__Assigned task 1__: In the passage about the Miramax meetings on The Lord of the Rings, what did indie filmmakers call the meeting room at Miramax's Tribeca office?
__Assigned task 2__: Shorten the paragraph of the Miramax meetings passage that begins "Meetings at Miramax's Tribeca office," keeping its main facts.
__Assigned task 3__: Resume the passage about the Miramax meetings on The Lord of the Rings, starting after its last sentence.

__Document section__:

···

Meetings at Miramax’s Tribeca office were conducted in a small, unventilated room walled in frosted glass, known among browbeaten indie filmmakers as the “sweatbox”. From the very first it was clear the Weinsteins were going to subject the project to the full glare of their nervous scrutiny. The honeymoon of getting the deal sealed was over; this was now about how their money was going to be spent. Jackson had a genuine feeling that it was only now that the brothers were truly rationalising what was involved.

While Harvey had read the book in college, it became clear many of the executives, including Bob, had not. They were faced with the same frustration that confronted John Boorman and Ralph Bakshi — how could you drill down into the fine print of Tolkien’s world when everything you talked about was met with various degrees of bafflement?

Bob took almost malicious pride in playing the incredulous audience member who had never heard of Mr J.R.R. Whoever. Any script was going to have to pass the Bob test. Indeed, having submitted an early draft, Jackson remembers Bob slamming his hand down on the table in triumph.

“I know what this is!” he declared. “The Fellowship Of The Ring, these nine characters, are all expert saboteurs. They all have their specialties. It’s the fucking Guns Of Navarone!”

“Really? The Lord Of The Rings?” laughs Jackson, recalling his own incredulous reaction — and he couldn’t be a bigger fan of the fucking Guns Of Navarone. “He had figured it all out. He now had a filter by which he could understand this thing.”

···

__Source information__:
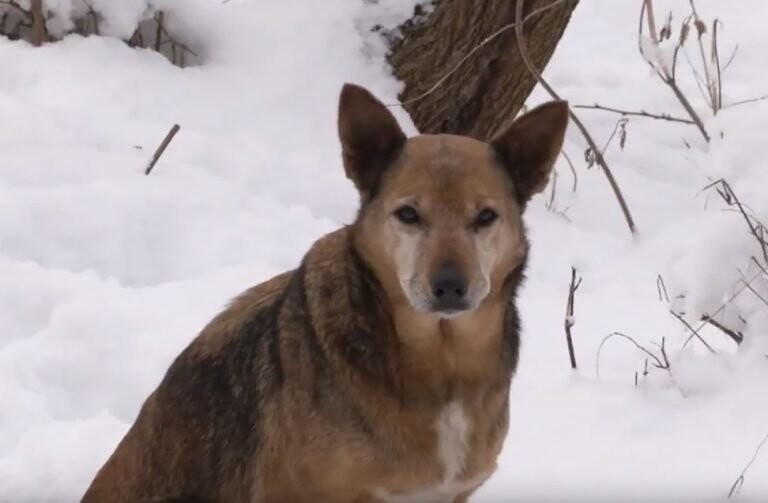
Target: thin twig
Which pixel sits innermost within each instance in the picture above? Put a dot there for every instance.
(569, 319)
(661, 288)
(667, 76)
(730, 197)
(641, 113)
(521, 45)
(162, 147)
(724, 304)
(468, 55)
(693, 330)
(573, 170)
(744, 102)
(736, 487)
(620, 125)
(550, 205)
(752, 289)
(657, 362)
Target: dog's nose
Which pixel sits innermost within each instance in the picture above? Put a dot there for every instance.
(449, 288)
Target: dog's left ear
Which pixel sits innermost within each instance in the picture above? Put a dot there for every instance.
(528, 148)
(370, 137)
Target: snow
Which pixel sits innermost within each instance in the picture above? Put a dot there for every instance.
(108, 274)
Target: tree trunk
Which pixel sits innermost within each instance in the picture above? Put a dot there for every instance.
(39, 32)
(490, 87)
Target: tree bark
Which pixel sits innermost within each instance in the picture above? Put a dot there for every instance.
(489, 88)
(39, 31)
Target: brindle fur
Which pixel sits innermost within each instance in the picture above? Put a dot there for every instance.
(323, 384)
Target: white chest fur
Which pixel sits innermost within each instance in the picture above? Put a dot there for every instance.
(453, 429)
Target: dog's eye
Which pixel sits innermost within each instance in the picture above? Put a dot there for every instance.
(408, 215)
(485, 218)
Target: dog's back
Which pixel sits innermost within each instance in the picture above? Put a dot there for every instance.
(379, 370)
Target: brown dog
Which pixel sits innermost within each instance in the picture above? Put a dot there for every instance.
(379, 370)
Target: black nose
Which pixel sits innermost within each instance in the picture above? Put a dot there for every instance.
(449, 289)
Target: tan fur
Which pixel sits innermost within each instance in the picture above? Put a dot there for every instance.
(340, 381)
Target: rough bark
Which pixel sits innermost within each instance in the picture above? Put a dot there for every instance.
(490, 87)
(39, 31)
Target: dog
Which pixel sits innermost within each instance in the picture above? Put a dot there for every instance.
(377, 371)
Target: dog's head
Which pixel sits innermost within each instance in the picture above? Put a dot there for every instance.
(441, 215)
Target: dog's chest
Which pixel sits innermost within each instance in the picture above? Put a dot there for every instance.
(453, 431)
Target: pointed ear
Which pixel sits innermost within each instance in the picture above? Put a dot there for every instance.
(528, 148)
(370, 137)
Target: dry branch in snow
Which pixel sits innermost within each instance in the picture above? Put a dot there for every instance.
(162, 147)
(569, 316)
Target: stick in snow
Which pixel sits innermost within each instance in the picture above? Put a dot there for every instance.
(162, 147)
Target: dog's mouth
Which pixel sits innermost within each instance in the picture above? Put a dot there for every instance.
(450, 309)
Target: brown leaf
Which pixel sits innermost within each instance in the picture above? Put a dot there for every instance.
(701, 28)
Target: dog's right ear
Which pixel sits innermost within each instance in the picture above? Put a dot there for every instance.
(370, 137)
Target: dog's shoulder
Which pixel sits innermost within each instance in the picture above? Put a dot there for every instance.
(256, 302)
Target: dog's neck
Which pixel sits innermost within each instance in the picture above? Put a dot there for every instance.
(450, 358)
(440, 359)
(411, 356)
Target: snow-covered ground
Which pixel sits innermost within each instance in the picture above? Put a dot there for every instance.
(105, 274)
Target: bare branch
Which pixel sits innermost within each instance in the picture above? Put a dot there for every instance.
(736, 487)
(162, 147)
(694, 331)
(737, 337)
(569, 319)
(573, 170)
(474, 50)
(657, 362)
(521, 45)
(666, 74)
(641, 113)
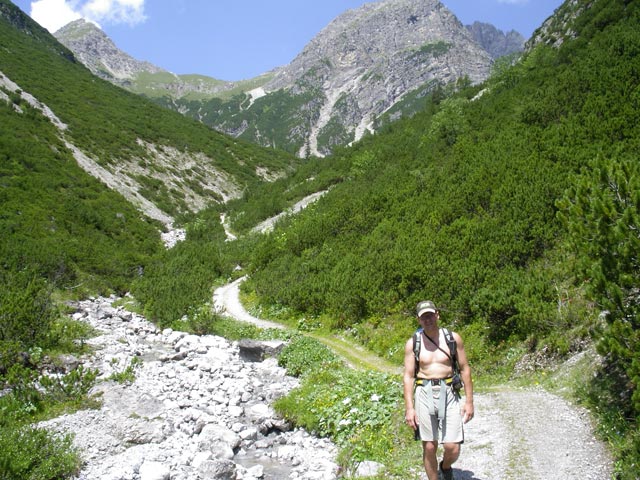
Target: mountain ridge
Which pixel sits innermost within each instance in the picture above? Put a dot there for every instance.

···

__Written response 1__: They called it the "sweatbox."

__Written response 2__: Miramax held its Tribeca meetings in a small, airless, frosted-glass room that indie filmmakers called the "sweatbox." With the deal sealed, the Weinsteins now scrutinized closely how their money would be spent, and Jackson felt the brothers were only now grasping what the project involved.

__Written response 3__:
Harvey would generally give good notes, nothing too crazy. Bob was big on the fact they had to kill a hobbit. “Pick one,” he kept telling them. All they could do was keep deflecting this stuff: “Well, we will certainly think about that…” It soon became a slog. They were rewriting and rewriting, then flying to New York to play Tolkien tennis with the Weinsteins. Jackson started to suspect that the brothers might be stalling.

The budget, Harvey insisted, was not to exceed $75 million, which based on the $26 million The Frighteners had cost with all its CGI, Jackson naively thought was achievable. Then the whole process was like a whirlpool of elusive possibility in which they were increasingly likely to drown.

Amusingly, if only in hindsight, the Weinsteins revealed a good Harvey-bad Bob routine. Whenever Bob was out of the room, Harvey would tell them to ignore his brother, who was just crazy. Stick with his ideas.

“But you know that is not really the truth,” sighs Jackson. “You’re lulled into thinking Harvey is the one you can talk honestly with. But the real truth is he is really tight with Bob. It’s an illusion.”

On occasion this Abbott and Costello routine would explode into full theatrics. For instance, after another of Bob’s ill-informed ideas, it was Harvey who slammed his meaty fist onto the table before storming out of the sweatbox. They watched his silhouette retreat down the corridor while Bob carried on regardless. Within moments Harvey’s silhouette, as unmistakable as Hitchcock, came back down the corridor clutching an Oscar. The one his half of Miramax had received for The English Patient. He burst back into the room and thrust it in front of Bob.

“I’ve got one these; you haven’t got one of these. So who the hell do you think is the smarter one? Shut up, Bob!”

Looking back with a less jaundiced eye, Jackson likens Harvey’s tricks to Tony Soprano or what it must have been like to work for one of the old, bullying Hollywood moguls, a Louis B. Mayer, Samuel Goldwyn or Harry Cohn, who would rage or weep to get their way. Harvey would no doubt enjoy the comparison. Everything had shifted into a different register, one of emotional extremes utterly alien to a New Zealand temperament. It was all so bipolar: tantrums followed by largesse.